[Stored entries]
▬▬▬▬▬▬▬▬▬▬

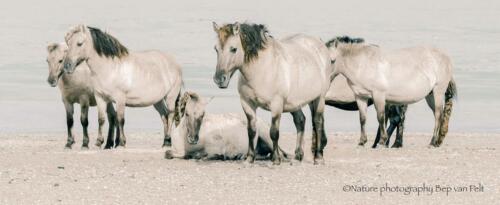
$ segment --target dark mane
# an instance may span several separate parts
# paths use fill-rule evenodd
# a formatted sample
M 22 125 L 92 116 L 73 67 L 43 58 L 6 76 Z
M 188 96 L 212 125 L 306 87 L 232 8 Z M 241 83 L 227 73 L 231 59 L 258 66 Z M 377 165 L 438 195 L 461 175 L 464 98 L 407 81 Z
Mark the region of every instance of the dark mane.
M 258 56 L 260 50 L 264 49 L 267 41 L 268 30 L 262 24 L 241 24 L 241 45 L 245 51 L 245 62 L 249 62 Z
M 337 36 L 333 38 L 332 40 L 329 40 L 328 42 L 325 43 L 326 47 L 330 48 L 332 47 L 335 43 L 350 43 L 350 44 L 357 44 L 357 43 L 364 43 L 365 39 L 362 38 L 351 38 L 349 36 Z
M 128 49 L 123 46 L 115 37 L 102 32 L 98 28 L 88 27 L 90 30 L 90 35 L 92 36 L 92 41 L 94 43 L 94 49 L 99 56 L 105 57 L 124 57 L 128 55 Z
M 245 62 L 249 62 L 257 57 L 260 50 L 265 48 L 267 37 L 270 37 L 269 32 L 266 26 L 262 24 L 242 23 L 239 25 L 239 35 L 245 52 Z M 226 24 L 219 28 L 218 36 L 221 46 L 224 46 L 227 39 L 234 35 L 234 26 L 235 24 Z

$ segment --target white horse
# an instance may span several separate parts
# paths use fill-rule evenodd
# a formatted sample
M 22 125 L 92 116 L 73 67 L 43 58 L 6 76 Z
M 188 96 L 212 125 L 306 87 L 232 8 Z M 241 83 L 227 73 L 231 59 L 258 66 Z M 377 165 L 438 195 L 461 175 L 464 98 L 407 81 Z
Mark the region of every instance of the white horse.
M 243 159 L 248 152 L 247 122 L 234 113 L 206 114 L 207 100 L 193 92 L 184 93 L 176 106 L 176 127 L 172 131 L 172 149 L 165 158 Z M 256 152 L 267 157 L 272 151 L 269 125 L 257 120 Z M 281 152 L 286 157 L 286 153 Z
M 83 63 L 76 67 L 75 72 L 71 75 L 65 74 L 63 72 L 63 59 L 66 55 L 68 47 L 65 43 L 51 43 L 47 46 L 47 63 L 49 64 L 49 77 L 47 82 L 52 87 L 59 87 L 61 92 L 62 101 L 64 103 L 64 108 L 66 109 L 66 125 L 68 128 L 68 140 L 66 143 L 66 148 L 71 149 L 71 146 L 75 143 L 73 137 L 73 105 L 75 103 L 80 104 L 81 115 L 80 122 L 83 127 L 83 143 L 82 148 L 88 149 L 89 136 L 88 136 L 88 110 L 89 106 L 96 106 L 98 108 L 98 119 L 99 119 L 99 136 L 96 141 L 96 146 L 101 146 L 104 142 L 104 137 L 102 135 L 102 129 L 104 123 L 106 122 L 106 103 L 100 98 L 94 97 L 94 89 L 91 82 L 91 74 L 87 64 Z M 60 80 L 59 80 L 60 79 Z M 111 130 L 114 128 L 114 109 L 110 107 L 111 115 L 109 119 L 109 127 Z M 109 139 L 109 136 L 108 136 Z
M 325 93 L 333 72 L 328 49 L 323 42 L 306 35 L 281 40 L 271 37 L 264 25 L 213 23 L 218 41 L 217 69 L 214 81 L 227 88 L 231 76 L 239 70 L 241 105 L 248 121 L 249 149 L 247 162 L 255 158 L 253 140 L 256 134 L 256 109 L 271 111 L 273 164 L 280 164 L 278 149 L 281 113 L 291 112 L 297 128 L 296 159 L 303 157 L 305 117 L 301 108 L 309 105 L 312 113 L 312 152 L 314 163 L 323 161 L 326 134 L 323 125 Z
M 368 99 L 373 99 L 377 110 L 380 144 L 385 144 L 385 105 L 412 104 L 426 99 L 434 112 L 435 125 L 430 145 L 438 147 L 448 127 L 451 100 L 456 95 L 450 58 L 433 47 L 412 47 L 384 51 L 378 46 L 352 42 L 349 37 L 333 39 L 330 46 L 334 74 L 342 74 L 352 88 L 360 110 L 360 119 L 366 115 Z M 446 104 L 446 107 L 444 106 Z M 445 117 L 443 110 L 447 110 Z M 362 136 L 366 134 L 362 133 Z
M 182 71 L 168 54 L 159 51 L 130 52 L 113 36 L 78 25 L 65 36 L 68 54 L 64 70 L 72 73 L 86 62 L 93 74 L 94 89 L 106 102 L 116 104 L 119 146 L 125 146 L 125 106 L 154 105 L 163 121 L 163 146 L 170 146 L 175 101 L 182 87 Z
M 327 47 L 331 47 L 337 38 L 331 40 L 326 43 Z M 344 38 L 345 41 L 350 41 L 350 43 L 363 43 L 364 40 L 361 38 Z M 333 54 L 335 55 L 335 49 L 332 49 Z M 333 56 L 333 58 L 335 58 Z M 347 79 L 343 75 L 337 76 L 334 80 L 332 80 L 330 84 L 330 89 L 325 96 L 326 105 L 330 105 L 336 107 L 341 110 L 347 111 L 357 111 L 358 105 L 356 103 L 356 96 L 352 91 L 351 87 L 347 82 Z M 373 104 L 372 99 L 368 99 L 367 106 Z M 403 130 L 404 130 L 404 120 L 406 113 L 407 105 L 388 105 L 386 106 L 386 118 L 389 118 L 389 128 L 387 128 L 388 140 L 386 141 L 386 145 L 389 145 L 389 139 L 397 129 L 396 132 L 396 140 L 392 145 L 393 148 L 400 148 L 403 146 Z M 365 121 L 366 119 L 361 120 L 361 133 L 365 133 Z M 377 132 L 377 137 L 375 138 L 375 142 L 373 143 L 373 148 L 375 148 L 380 140 L 380 131 Z M 358 145 L 363 146 L 367 142 L 366 135 L 361 135 Z

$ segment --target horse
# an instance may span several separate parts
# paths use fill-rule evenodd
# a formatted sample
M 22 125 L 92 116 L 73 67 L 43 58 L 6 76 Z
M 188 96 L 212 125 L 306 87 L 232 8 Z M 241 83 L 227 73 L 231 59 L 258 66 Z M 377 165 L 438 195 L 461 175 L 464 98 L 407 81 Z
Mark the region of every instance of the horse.
M 353 42 L 350 37 L 330 42 L 332 78 L 339 74 L 346 77 L 356 96 L 361 121 L 366 118 L 368 100 L 373 100 L 381 133 L 379 144 L 387 141 L 386 103 L 408 105 L 424 98 L 435 120 L 430 146 L 442 144 L 448 131 L 451 101 L 457 93 L 448 55 L 429 46 L 385 51 L 364 41 Z M 366 136 L 363 132 L 361 135 Z
M 325 45 L 328 49 L 332 49 L 332 44 L 337 38 L 334 40 L 328 41 Z M 364 39 L 361 38 L 344 38 L 344 41 L 349 41 L 350 43 L 361 43 L 364 42 Z M 331 52 L 335 52 L 334 49 Z M 337 76 L 334 80 L 332 80 L 330 84 L 330 88 L 325 96 L 326 105 L 347 111 L 357 111 L 358 105 L 356 104 L 356 96 L 354 92 L 349 87 L 347 79 L 343 75 Z M 372 99 L 368 99 L 367 106 L 373 104 Z M 389 140 L 394 132 L 397 129 L 396 140 L 392 145 L 393 148 L 400 148 L 403 146 L 403 130 L 404 130 L 404 120 L 406 113 L 407 105 L 387 105 L 386 106 L 386 119 L 389 118 L 390 125 L 387 128 L 388 139 L 386 142 L 386 146 L 389 145 Z M 361 124 L 361 133 L 365 131 L 365 122 L 366 119 L 360 119 Z M 375 138 L 375 142 L 372 145 L 375 148 L 380 139 L 380 131 L 377 132 L 377 137 Z M 358 145 L 363 146 L 367 142 L 366 135 L 361 135 Z
M 356 99 L 354 96 L 354 92 L 349 87 L 347 83 L 347 79 L 339 75 L 337 76 L 332 83 L 330 84 L 330 89 L 325 95 L 325 104 L 346 111 L 357 111 L 358 105 L 356 104 Z M 367 106 L 373 104 L 371 99 L 368 100 Z M 392 144 L 392 148 L 400 148 L 403 146 L 403 130 L 404 130 L 404 120 L 407 105 L 387 105 L 385 109 L 386 119 L 389 119 L 390 125 L 387 128 L 388 139 L 386 141 L 386 146 L 389 146 L 389 140 L 391 138 L 394 130 L 397 129 L 396 132 L 396 140 Z M 364 130 L 365 121 L 362 121 L 361 129 Z M 375 142 L 372 145 L 375 148 L 380 139 L 380 131 L 377 132 L 377 137 L 375 138 Z M 361 137 L 358 145 L 363 146 L 367 141 L 366 136 Z
M 246 119 L 235 113 L 209 114 L 205 107 L 209 100 L 194 92 L 185 92 L 175 113 L 172 131 L 172 149 L 166 159 L 240 160 L 248 152 Z M 266 158 L 272 151 L 269 125 L 257 119 L 256 153 Z M 245 134 L 244 134 L 245 133 Z M 287 154 L 281 150 L 283 157 Z
M 182 70 L 174 57 L 150 50 L 129 52 L 115 37 L 98 28 L 77 25 L 65 35 L 68 53 L 64 71 L 72 73 L 85 62 L 93 73 L 94 90 L 116 105 L 119 143 L 125 146 L 125 106 L 153 105 L 164 127 L 163 146 L 170 146 L 175 102 L 180 97 Z
M 283 39 L 272 37 L 262 24 L 234 23 L 222 26 L 213 22 L 218 41 L 215 45 L 217 67 L 215 84 L 227 88 L 239 70 L 238 92 L 248 121 L 249 147 L 246 162 L 253 163 L 256 135 L 256 110 L 270 111 L 273 141 L 272 161 L 279 165 L 278 149 L 281 114 L 290 112 L 297 129 L 295 158 L 303 158 L 305 116 L 309 105 L 313 121 L 312 152 L 314 164 L 323 163 L 326 134 L 323 125 L 325 94 L 333 72 L 328 48 L 315 37 L 295 34 Z
M 63 59 L 67 51 L 68 47 L 66 43 L 50 43 L 47 46 L 47 63 L 49 65 L 49 76 L 47 78 L 47 82 L 50 86 L 57 86 L 59 88 L 64 108 L 66 109 L 68 140 L 65 147 L 71 149 L 72 145 L 75 143 L 75 139 L 73 137 L 73 106 L 75 103 L 80 104 L 81 109 L 80 122 L 83 127 L 82 149 L 89 148 L 89 136 L 87 130 L 89 124 L 89 107 L 97 106 L 99 130 L 95 145 L 100 147 L 104 142 L 102 130 L 104 123 L 106 122 L 106 112 L 108 112 L 109 117 L 109 129 L 113 130 L 114 128 L 114 109 L 113 107 L 107 108 L 106 103 L 101 98 L 94 96 L 91 73 L 87 64 L 80 64 L 71 75 L 63 72 Z

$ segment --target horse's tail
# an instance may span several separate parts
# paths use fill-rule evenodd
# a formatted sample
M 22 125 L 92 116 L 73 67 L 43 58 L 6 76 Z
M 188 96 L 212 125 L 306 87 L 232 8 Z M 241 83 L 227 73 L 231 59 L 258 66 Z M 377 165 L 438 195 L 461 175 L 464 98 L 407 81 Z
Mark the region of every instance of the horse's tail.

▬▬▬▬▬▬▬▬▬▬

:: Exercise aim ::
Copy out each line of the records where the string "target" appears.

:: Finished exercise ::
$ segment --target dark mane
$ segment --target white horse
$ segment --target horse
$ segment --target horse's tail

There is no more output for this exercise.